::: Passage provided :::

Exercise Helps Ease Depression in Heart Failure Patients

A new study has discovered that exercise could prove to be beneficial to people who have had heart failure and are also depressed. Researchers suggests that those who exercise for an hour and a half to two hours each week had a slightly lower depression score, which resulted in a reduced risk of re-hospitalisation and death related to heart complaints. People who have cardiac disease commonly suffer from depression, so this study could prove to be beneficial to those with the disease and mental health condition. However, researchers stated that at present the effect of exercise is only modest – further studies would need to take place to see if there are any ways of improving this or garnering a more effective response from the regime. Nearly six million people in the US alone have heart failure, with those figures rising exponentially when the rest of the world is factored in. Up to 40 percent of these people also struggle with depression.

Exercise offers numerous benefits for our health, namely that it improves our circulation, reduces the risk of heart problems, stroke and obesity-related diseases, and it improves our mood – previous studies have shown that those who exercise regularly see an improvement in their overall wellbeing. It can help to lower stress and ease anxiety, both of which are known to be aggravators for heart strain. The study was carried out over a four year period and involved 2322 stable heart failure patients. The patients took part in three thirty-minute workout sessions for three months, and then were given a treadmill or stationary bike to continue their workouts at home for a further nine months. Around 28 percent of these people were clinically depressed at the start of the study, but this tended to drop with exercise.

::: Record excerpts :::

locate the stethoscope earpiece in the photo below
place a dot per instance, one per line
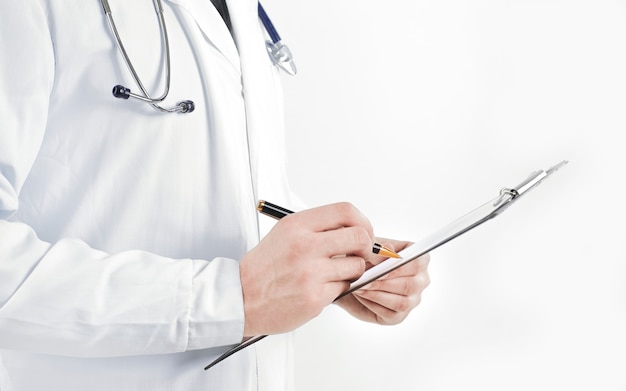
(278, 52)
(119, 91)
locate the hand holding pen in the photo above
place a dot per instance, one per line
(302, 265)
(305, 259)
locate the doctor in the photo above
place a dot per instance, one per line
(129, 240)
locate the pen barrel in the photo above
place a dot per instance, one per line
(272, 210)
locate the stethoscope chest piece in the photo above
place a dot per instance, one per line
(281, 57)
(279, 52)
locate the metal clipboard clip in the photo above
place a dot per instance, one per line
(476, 217)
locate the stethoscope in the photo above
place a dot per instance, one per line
(279, 54)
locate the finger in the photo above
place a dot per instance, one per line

:::

- **Work task**
According to the article on exercise and depression in heart failure patients, how many patients took part in the study? The items are separate from the article on exercise and depression in heart failure patients.

- **Answer for this exercise**
2322 stable heart failure patients.